## 本文
-.-.-
土地・建物などの不動産関係の資産を売るときは、国が定めた算出方法に則って行う必要があります。しかし、実際に算出方法を知りかつ使いこなせる一般の人はほぼいないでしょう。

そこで今回は、土地を含めた不動産の価格を決める方法や、少しでも高く売る方法を紹介します。この記事で、土地の価格の出し方や、高く売る方法を身に付けましょう。

土地価格(土地の評価額)の基本的な考え方

土地を購入、売却するときはその土地の評価額を必ず確認するようにしましょう。土地の標準価格基準を調べて事前に自分の所有している土地がどれくらいで売れるのかを把握しておくのは、今後の資金繰りなどを踏まえたうえでとても重要です。

では、どのようにして土地の評価額を調べればよいのでしょうか。実は土地評価の算出方法は「一物五価」または「一物四価」と呼ばれており、「公示地価」「基準地価」「路線価(相続税評価額)」「固定資産税評価額」「実勢価格」の最大5種類存在します。

すべてを完璧に覚える必要はありませんが、どのような種類があるのかは知っておいて、できれば覚えてしまった方が良いでしょう。

不動産評価額はどのように決められているのか

不動産とはそもそも、土地、建物、立木を含めたものの総称です。そのため、不動産評価額は土地と建物の両面から査定する必要があります。

ちなみに土地は前述したように「一物五価」または「一物四価」を用いて評価されますが、建物評価額の算出方法は、建物と土地の状況に応じて異なります。それぞれの評価を種類ごとに見ていきましょう。

土地の評価額の種類について

それぞれの土地の評価方法や公示される場所、目的などを知っておくことは土地の価格で損せず正確に算出するためにとても重要です。以下の5種類の特徴を覚えて、どのように使い分ければよいのか覚えておくと良いでしょう。

 

公示地価

公示地価とは、国土交通省が「時価公示法」を基に決めた土地の価格のこと。
毎年、1月1日時点の地価(土地の価格)を鑑定し、3月下旬にその結果を国土交通省公式サイトの「地価公示・都道府県地価調査」のページで見ることが可能です。[注1]

調査地点の数は、都市計画区域内を中心に約2万6000~3万地点、調査員は国土交通省から委託された不動産鑑定士2名以上で構成されています。

この公示地価を定める目的は、「公共事業用地の取得価格を知るため」「一般な不動産取引に対する指標」にあるとされており、したがって、土地を売買するときはこの公示地価を参考に価格が決められるのです。

 

基準地価

基準地価とは、都道府県知事が「国土利用計画法」を基に決めた土地の価格のこと。
-.-.-
## データ抜粋
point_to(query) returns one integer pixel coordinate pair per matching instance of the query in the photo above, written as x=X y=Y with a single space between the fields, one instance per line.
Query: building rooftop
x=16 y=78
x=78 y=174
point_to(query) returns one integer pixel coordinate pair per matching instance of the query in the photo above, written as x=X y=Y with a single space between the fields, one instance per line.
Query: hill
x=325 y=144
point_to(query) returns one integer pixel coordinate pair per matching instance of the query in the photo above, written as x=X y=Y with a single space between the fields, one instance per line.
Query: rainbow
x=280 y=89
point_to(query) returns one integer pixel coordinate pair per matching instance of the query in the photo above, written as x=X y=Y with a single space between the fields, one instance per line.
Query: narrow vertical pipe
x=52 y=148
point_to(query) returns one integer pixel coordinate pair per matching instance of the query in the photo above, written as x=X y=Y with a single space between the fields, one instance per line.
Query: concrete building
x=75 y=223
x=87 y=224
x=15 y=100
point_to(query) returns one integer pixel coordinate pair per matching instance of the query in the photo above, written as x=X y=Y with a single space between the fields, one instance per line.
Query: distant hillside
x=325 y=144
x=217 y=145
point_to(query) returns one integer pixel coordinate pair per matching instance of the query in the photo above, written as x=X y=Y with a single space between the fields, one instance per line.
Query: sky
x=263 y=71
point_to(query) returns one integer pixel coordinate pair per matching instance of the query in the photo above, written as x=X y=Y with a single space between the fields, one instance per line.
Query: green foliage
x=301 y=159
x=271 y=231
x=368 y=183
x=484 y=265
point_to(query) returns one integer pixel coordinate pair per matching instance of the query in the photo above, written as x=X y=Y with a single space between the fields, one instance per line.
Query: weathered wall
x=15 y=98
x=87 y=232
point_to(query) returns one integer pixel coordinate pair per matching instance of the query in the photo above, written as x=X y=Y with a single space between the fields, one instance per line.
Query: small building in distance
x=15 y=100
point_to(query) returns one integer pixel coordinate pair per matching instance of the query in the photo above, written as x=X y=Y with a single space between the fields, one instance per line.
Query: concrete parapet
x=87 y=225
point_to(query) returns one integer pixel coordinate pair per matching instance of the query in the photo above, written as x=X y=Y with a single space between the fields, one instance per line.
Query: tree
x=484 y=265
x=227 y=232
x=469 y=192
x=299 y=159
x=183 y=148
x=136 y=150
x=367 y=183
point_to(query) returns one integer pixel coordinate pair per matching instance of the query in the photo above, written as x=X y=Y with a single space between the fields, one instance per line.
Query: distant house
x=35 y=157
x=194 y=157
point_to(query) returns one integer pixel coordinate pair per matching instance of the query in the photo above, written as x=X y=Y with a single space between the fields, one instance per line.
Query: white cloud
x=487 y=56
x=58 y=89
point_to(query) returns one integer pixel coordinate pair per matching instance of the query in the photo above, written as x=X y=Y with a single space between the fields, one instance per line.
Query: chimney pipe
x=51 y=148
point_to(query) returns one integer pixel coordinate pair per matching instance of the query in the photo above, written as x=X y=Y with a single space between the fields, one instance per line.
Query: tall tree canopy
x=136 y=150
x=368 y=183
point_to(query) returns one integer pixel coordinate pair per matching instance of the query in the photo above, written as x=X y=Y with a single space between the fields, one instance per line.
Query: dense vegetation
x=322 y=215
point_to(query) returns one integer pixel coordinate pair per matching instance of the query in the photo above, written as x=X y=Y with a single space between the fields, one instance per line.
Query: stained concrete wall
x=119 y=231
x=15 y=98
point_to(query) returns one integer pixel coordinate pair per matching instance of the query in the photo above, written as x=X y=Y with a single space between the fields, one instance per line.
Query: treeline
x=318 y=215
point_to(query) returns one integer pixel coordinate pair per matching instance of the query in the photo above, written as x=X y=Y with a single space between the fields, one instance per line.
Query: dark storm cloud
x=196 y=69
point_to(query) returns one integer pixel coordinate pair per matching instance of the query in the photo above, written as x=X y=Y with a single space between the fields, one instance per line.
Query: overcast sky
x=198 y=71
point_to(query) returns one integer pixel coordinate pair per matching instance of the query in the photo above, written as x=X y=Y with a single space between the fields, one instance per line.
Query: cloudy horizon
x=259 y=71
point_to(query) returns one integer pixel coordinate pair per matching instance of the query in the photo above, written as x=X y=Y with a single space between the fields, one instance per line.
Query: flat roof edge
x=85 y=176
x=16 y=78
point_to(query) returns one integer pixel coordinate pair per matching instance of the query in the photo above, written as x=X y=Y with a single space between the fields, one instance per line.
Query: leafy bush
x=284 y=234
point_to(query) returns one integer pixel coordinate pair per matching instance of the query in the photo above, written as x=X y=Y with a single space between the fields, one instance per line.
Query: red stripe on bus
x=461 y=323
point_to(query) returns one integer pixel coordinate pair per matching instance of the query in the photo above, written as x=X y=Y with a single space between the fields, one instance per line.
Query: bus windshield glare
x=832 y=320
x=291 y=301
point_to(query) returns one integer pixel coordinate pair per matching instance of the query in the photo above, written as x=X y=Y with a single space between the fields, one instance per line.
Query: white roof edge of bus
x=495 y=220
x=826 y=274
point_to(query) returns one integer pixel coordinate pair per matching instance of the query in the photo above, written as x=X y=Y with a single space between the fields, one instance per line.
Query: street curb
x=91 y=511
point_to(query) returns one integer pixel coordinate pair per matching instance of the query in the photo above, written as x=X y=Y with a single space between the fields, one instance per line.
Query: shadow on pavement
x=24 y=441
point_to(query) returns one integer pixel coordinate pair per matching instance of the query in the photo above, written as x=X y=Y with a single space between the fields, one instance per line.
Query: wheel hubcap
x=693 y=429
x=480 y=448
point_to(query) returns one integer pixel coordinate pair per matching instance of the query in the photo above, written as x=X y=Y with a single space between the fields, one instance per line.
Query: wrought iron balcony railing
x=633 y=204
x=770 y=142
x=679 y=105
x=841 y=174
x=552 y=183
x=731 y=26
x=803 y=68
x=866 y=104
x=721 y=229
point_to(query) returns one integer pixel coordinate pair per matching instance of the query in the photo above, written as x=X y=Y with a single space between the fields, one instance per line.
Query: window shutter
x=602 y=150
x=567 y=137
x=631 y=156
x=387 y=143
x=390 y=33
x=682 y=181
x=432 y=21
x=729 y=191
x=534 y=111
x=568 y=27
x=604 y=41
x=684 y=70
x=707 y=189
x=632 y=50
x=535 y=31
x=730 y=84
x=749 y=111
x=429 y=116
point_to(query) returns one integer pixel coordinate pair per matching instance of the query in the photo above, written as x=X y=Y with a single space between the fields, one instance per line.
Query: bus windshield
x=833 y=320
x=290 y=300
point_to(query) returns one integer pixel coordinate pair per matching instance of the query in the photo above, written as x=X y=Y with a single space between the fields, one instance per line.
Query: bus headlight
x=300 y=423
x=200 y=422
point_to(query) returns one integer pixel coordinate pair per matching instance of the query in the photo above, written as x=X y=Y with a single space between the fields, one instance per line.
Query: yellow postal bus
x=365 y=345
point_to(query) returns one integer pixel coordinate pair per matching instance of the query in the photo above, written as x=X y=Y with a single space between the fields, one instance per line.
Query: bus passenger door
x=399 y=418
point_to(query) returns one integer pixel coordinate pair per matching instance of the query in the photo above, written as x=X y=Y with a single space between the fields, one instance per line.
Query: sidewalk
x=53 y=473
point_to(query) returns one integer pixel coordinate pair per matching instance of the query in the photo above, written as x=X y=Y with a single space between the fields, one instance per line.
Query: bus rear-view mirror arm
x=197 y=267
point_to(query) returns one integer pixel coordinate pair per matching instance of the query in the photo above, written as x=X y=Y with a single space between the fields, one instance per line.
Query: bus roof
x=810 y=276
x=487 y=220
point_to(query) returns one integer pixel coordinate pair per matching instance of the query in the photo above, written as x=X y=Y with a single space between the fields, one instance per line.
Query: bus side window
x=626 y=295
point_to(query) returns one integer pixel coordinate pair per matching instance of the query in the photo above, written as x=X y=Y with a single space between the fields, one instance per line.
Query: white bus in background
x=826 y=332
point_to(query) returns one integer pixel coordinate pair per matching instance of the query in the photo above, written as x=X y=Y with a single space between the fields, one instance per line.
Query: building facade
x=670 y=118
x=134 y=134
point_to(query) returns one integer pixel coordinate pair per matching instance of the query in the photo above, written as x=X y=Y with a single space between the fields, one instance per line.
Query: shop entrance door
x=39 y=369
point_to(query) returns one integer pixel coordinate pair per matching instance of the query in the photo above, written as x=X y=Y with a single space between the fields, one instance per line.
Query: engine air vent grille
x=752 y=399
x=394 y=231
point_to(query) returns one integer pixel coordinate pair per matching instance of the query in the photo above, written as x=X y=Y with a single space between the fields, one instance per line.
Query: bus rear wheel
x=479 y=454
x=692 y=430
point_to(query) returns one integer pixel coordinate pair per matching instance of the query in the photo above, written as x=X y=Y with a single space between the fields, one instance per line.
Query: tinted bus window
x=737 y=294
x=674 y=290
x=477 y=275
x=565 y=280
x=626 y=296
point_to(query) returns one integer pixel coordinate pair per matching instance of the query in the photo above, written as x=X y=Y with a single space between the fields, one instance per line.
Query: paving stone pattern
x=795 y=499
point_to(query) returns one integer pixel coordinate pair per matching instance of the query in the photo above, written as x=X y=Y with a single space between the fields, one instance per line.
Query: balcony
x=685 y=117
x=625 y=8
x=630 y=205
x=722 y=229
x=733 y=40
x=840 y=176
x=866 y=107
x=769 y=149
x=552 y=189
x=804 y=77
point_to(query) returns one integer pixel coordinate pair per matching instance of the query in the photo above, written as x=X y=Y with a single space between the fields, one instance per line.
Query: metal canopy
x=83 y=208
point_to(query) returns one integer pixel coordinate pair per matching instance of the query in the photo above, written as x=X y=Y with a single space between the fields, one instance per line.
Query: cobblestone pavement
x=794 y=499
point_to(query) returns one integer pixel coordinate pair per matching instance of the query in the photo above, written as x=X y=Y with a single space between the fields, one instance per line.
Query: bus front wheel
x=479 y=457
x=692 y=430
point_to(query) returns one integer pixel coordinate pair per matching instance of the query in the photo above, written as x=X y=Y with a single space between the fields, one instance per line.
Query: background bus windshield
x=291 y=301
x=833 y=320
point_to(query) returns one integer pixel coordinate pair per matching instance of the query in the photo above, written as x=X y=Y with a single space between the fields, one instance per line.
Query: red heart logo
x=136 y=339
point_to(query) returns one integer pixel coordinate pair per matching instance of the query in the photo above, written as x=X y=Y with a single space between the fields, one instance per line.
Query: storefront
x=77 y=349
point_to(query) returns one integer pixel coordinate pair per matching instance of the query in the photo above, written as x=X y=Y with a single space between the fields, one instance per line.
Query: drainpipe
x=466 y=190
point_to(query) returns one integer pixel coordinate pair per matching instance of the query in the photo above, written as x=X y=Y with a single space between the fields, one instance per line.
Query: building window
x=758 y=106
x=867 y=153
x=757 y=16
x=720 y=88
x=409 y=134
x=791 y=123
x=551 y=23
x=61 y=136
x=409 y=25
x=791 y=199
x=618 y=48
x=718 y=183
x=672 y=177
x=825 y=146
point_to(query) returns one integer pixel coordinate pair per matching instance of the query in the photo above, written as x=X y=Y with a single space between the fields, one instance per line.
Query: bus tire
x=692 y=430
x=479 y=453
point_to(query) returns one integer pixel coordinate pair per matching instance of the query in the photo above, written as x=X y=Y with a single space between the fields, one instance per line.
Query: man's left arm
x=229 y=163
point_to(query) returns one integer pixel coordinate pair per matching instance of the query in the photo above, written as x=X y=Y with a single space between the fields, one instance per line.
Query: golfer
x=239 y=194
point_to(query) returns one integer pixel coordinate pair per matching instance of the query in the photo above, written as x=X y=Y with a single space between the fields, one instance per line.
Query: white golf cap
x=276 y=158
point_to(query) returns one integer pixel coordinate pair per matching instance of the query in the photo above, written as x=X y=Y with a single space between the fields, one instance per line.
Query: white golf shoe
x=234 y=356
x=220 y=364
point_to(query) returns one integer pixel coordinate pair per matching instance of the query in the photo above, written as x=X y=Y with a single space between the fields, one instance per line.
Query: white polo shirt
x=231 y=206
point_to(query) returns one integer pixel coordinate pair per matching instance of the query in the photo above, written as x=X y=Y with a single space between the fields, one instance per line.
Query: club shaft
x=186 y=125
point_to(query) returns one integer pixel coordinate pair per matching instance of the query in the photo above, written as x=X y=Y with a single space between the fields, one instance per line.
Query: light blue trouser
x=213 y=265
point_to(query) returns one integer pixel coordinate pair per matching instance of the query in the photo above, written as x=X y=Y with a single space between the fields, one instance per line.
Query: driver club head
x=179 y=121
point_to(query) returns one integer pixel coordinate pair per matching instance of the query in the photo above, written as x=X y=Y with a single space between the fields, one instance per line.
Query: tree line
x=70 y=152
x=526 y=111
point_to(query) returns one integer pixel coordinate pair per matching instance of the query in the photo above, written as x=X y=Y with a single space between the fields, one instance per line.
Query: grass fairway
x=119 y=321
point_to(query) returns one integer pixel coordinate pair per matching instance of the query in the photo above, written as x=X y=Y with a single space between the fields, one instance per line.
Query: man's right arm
-.-.-
## 課題
- A) 本文について、次の問いに答えてください。
(i) 土地評価の算出方法は最大で何種類ありますか。
(ii) 公示地価では、毎年いつ時点の地価を鑑定しますか。
(iii) 基準地価は、誰がどの法律を基に決めますか。
- B) 本文の「公示地価とは、国土交通省が」で始まる段落を、主な事実を残したまま箇条書きにまとめてください。
- C) 本文のうち、「ちなみに土地は前述したように」で始まり「か覚えておくと良いでしょう。」まで続く部分を、「建物評価額」を「建物の評価額」に置き換えて書き直してください。
本文だけを使って答えてください。

## 課題への解答
- A)
(i) 最大5種類です。
(ii) 1月1日時点の地価です。
(iii) 都道府県知事が「国土利用計画法」を基に決めます。

- B)
- 公示地価は、国土交通省が「時価公示法」を基に決める土地の価格である。
- 毎年、1月1日時点の地価を鑑定する。
- 結果は3月下旬に、国土交通省公式サイトの「地価公示・都道府県地価調査」のページで見ることができる。

- C)
ちなみに土地は前述したように「一物五価」または「一物四価」を用いて評価されますが、建物の評価額の算出方法は、建物と土地の状況に応じて異なります。それぞれの評価を種類ごとに見ていきましょう。

土地の評価額の種類について

それぞれの土地の評価方法や公示される場所、目的などを知っておくことは土地の価格で損せず正確に算出するためにとても重要です。以下の5種類の特徴を覚えて、どのように使い分ければよいのか覚えておくと良いでしょう。